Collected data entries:

-----

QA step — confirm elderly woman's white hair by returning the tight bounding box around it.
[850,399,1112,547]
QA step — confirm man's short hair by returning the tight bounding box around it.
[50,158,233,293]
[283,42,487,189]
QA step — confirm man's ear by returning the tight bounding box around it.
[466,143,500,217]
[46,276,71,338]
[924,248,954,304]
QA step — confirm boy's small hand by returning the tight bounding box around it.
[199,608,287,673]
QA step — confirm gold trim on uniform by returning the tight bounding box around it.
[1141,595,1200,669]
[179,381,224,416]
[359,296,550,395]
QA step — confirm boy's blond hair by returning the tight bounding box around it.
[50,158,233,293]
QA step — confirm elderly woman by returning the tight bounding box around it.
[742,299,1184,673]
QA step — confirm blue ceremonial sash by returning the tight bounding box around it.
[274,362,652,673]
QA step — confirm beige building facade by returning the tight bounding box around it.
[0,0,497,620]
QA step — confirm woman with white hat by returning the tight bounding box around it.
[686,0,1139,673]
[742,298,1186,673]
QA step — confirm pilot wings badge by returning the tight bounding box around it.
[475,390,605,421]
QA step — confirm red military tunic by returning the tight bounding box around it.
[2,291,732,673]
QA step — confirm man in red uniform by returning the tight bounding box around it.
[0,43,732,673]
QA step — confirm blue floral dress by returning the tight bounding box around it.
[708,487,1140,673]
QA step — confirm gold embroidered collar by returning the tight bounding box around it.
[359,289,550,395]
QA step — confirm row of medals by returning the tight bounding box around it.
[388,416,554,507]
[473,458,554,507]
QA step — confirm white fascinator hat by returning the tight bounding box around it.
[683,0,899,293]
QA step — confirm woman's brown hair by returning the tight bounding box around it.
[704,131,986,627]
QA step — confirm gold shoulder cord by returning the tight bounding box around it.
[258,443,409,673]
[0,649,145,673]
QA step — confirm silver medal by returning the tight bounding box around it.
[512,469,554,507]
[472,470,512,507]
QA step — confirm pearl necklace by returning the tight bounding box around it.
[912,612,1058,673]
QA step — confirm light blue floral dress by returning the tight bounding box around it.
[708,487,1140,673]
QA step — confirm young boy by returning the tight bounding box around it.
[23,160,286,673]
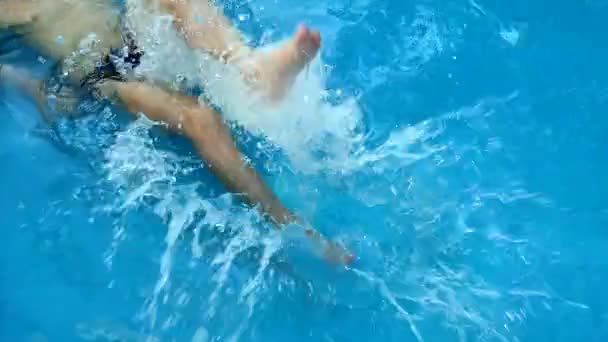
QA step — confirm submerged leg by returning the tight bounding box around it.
[154,0,321,100]
[102,82,353,264]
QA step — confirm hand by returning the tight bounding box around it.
[305,228,356,265]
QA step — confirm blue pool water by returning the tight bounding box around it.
[0,0,608,342]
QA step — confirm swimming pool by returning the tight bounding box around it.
[0,0,608,342]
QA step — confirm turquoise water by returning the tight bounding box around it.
[0,0,608,342]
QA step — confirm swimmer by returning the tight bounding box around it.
[0,0,354,264]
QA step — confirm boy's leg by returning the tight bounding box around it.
[153,0,321,100]
[0,64,353,264]
[101,81,353,264]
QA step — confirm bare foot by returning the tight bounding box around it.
[240,25,321,101]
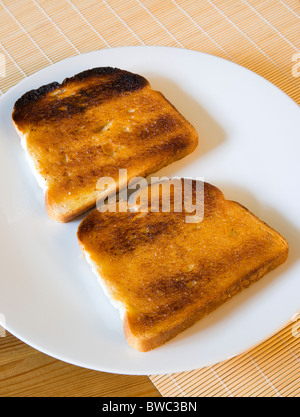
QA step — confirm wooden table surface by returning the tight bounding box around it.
[0,332,160,397]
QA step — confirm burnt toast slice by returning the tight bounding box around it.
[12,67,198,222]
[78,179,288,351]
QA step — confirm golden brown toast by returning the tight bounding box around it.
[78,180,288,351]
[12,67,198,222]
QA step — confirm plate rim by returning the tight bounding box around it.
[0,45,300,375]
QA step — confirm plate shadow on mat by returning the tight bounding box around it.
[169,182,300,343]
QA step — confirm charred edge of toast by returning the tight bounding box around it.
[12,67,149,124]
[123,246,289,352]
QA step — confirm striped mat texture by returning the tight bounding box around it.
[0,0,300,397]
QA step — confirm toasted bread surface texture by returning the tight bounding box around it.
[78,180,288,351]
[12,67,198,222]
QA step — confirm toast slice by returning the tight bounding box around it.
[12,67,198,222]
[78,179,288,351]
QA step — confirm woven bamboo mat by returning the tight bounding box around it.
[0,0,300,397]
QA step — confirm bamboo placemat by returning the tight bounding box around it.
[0,0,300,397]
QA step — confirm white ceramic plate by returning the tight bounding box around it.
[0,46,300,374]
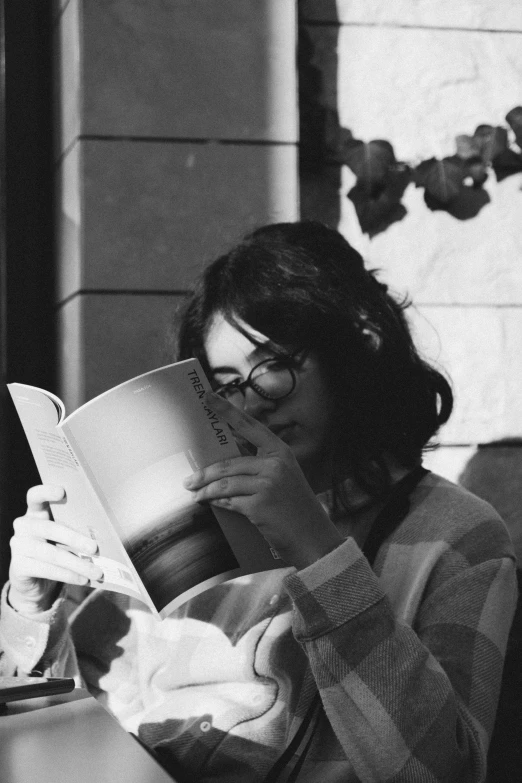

-----

WORK REQUIRED:
Write out again the lines from the one containing "QA step — confirm swimming" through the last line, request lines included, and add 14 to every bounding box coordinate in the answers. Leave the pictures out.

WRITTEN REPLY:
QA step — confirm swimming pool by returning the tight bounding box around it.
[14,14,622,356]
QA step — confirm turquoise water by returning the tight bounding box around it.
[14,14,622,356]
QA step — confirm swimmer by returning the tight bounding box around it.
[14,14,368,278]
QA step — confirm boy's leg by returning the tight bounding box around it.
[167,14,335,114]
[14,78,367,278]
[115,95,367,278]
QA step — confirm bare foot by returning the tight bounding box around it.
[254,39,335,115]
QA step — confirm wooden table surface by returning the tight bounding box around it.
[14,346,174,411]
QA step — confirm burnt toast slice by returning the tight bounding box around it.
[26,81,212,236]
[92,193,302,365]
QA step — confirm golden brown toast by returning the tight bounding box around it.
[92,194,302,365]
[26,81,212,236]
QA step — confirm plate rim by returning the tight bounding box around it.
[14,59,314,389]
QA step — confirm plate shadow on mat by returning the tight bounding box around it.
[183,196,314,357]
QA step — confirm charred edge of toast by returning the tight bounding box around it.
[26,81,163,138]
[137,260,303,366]
QA step — confirm striped mat texture by returning the tight bounding box around it.
[14,14,314,411]
QA step — confirm toasted bread surface texture by returning the tight bounding box around it.
[92,194,302,365]
[26,81,212,236]
QA step — confirm toast slice by returning the tight bounding box around it.
[26,81,212,236]
[92,193,302,365]
QA step — confirm woven bamboo mat by returning the tight bounding box around it.
[14,14,314,411]
QA step — confirm bamboo placemat by returning the tight bounding box around it.
[14,14,314,411]
QA step — confirm white ceramic plate by returning the tight bounding box around it.
[14,60,314,388]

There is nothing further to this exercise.